▸ **Point-based annotation listing**
···
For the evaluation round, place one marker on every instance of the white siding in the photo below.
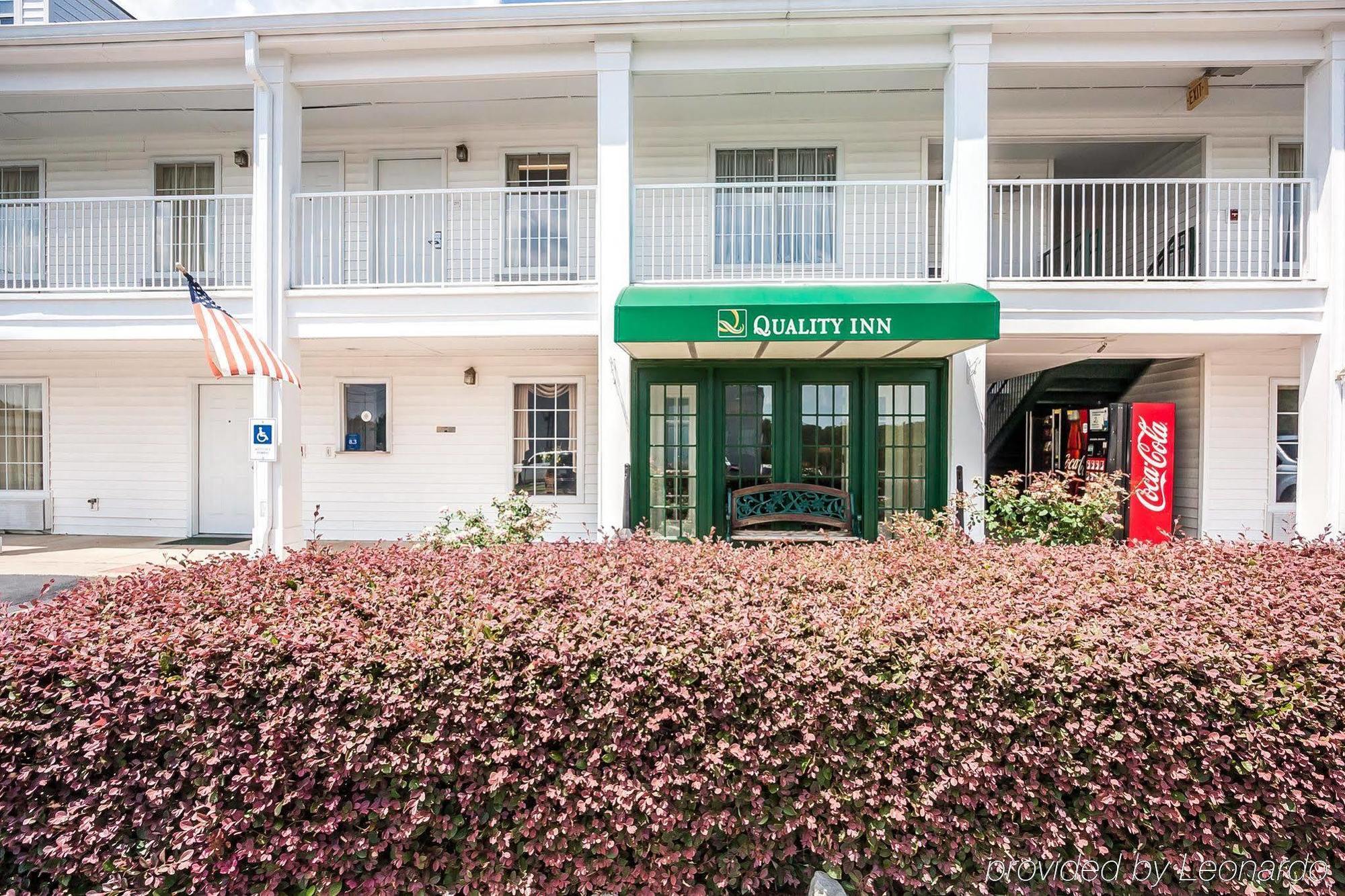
(123, 432)
(488, 147)
(1237, 485)
(880, 229)
(1179, 382)
(400, 493)
(120, 432)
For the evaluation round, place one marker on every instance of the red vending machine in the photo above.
(1143, 443)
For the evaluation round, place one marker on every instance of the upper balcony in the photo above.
(792, 231)
(1180, 229)
(124, 244)
(469, 237)
(1106, 198)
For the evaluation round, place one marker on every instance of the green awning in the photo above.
(835, 321)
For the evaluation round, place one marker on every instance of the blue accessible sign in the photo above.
(263, 439)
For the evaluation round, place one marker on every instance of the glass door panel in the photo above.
(672, 463)
(748, 435)
(825, 451)
(903, 448)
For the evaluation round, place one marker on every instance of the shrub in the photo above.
(517, 522)
(644, 717)
(1052, 509)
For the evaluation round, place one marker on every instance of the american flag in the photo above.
(231, 350)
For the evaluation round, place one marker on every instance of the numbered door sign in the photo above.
(263, 439)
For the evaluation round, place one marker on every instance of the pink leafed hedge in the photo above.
(644, 717)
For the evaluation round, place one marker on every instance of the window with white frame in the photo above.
(1285, 454)
(537, 212)
(185, 216)
(547, 438)
(22, 443)
(21, 222)
(364, 408)
(1289, 206)
(782, 212)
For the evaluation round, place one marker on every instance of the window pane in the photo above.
(185, 228)
(902, 452)
(748, 415)
(537, 222)
(547, 439)
(825, 435)
(21, 438)
(1286, 446)
(1291, 161)
(367, 416)
(673, 462)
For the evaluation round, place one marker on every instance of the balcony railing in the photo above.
(1176, 229)
(446, 237)
(123, 244)
(789, 232)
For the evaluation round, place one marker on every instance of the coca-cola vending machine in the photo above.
(1143, 444)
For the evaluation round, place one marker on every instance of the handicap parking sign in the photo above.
(263, 439)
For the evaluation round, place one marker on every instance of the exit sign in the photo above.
(1198, 92)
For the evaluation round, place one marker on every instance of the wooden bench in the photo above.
(821, 513)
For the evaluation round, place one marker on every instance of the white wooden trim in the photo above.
(396, 155)
(387, 382)
(579, 382)
(338, 157)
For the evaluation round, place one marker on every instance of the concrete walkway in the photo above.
(28, 563)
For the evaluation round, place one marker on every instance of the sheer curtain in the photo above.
(767, 220)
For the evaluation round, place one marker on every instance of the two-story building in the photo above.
(630, 256)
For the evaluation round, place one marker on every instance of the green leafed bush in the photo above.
(644, 717)
(517, 521)
(1052, 509)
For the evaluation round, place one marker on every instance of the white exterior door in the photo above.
(224, 474)
(410, 240)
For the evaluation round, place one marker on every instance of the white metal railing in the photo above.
(1149, 229)
(127, 243)
(446, 237)
(792, 231)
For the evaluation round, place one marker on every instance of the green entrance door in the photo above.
(703, 430)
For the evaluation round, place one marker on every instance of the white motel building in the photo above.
(627, 256)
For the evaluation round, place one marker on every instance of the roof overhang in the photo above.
(805, 321)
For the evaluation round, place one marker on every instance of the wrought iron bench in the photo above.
(821, 513)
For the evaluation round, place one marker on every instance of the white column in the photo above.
(1321, 451)
(614, 268)
(278, 114)
(966, 173)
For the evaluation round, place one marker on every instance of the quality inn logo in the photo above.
···
▸ **GIVEN PROBLEM**
Reproduce the lines of the listing from the one containing "two-story building in the photo above." through the end of the listing, both included, swapping "wrought iron" for "cast iron" and leaving everything else unchanged.

▸ **REPLY**
For the evaluation round, place one marker on every instance of the two-story building in the photo above.
(630, 256)
For the evaluation round, place one marker on every instance of the green leafed bush in the photo above.
(644, 717)
(517, 521)
(1052, 509)
For the evaluation round, place one marker on every instance of the white exterior door in the photo above.
(224, 474)
(410, 240)
For the evaluation round, place one marker on every instance of the white metal railing in the photo above.
(1149, 229)
(127, 243)
(446, 237)
(792, 231)
For the evaluation round, place one marker on every instance of the green entrance door in the photo above.
(703, 430)
For the evaluation round, place one marker on every instance of the white motel building in the photo above.
(627, 256)
For the evaluation round, place one marker on every instance of the roof overhang in the photo above.
(805, 321)
For the evaluation round, place one marker on every instance of the cast iron bench in the photo above.
(821, 513)
For the evaluation round, place one marker on every instance of the white column in the photo above.
(1321, 451)
(614, 268)
(278, 114)
(966, 173)
For the evaluation round, place one marker on every instance of the quality inn logo in the photo above.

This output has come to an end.